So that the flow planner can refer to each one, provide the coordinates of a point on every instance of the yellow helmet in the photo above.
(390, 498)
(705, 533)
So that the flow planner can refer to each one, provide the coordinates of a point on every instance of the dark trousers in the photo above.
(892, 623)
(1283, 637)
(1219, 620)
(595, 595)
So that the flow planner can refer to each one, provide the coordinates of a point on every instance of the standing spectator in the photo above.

•••••

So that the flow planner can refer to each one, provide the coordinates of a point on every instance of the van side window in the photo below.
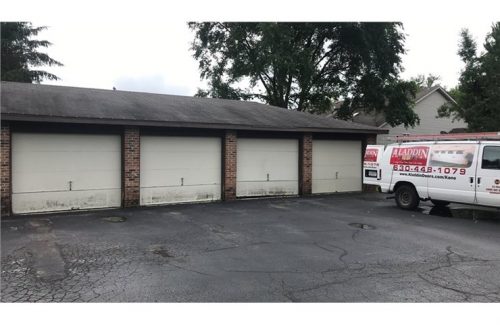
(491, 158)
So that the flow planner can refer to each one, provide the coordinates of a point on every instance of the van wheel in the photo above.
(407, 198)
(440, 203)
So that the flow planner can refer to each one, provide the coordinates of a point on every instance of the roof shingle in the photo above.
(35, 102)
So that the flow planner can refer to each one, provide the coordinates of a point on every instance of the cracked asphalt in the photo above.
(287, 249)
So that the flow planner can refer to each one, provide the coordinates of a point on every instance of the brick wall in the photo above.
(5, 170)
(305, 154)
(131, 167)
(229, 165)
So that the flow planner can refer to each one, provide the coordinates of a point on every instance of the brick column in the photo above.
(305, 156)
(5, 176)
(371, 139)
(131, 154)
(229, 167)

•••••

__The exercise__:
Pull out each line in the two blocks above that contains the word "brick", treating uppercase and lowercase as different.

__Result of the task__:
So that the flow planner can refer to each one, provide the coordinates of a point on every instance of the brick wall in the photo above.
So that the flow planner can refer to each one, provide the coordinates of a point on every instance of the brick column in the photo above.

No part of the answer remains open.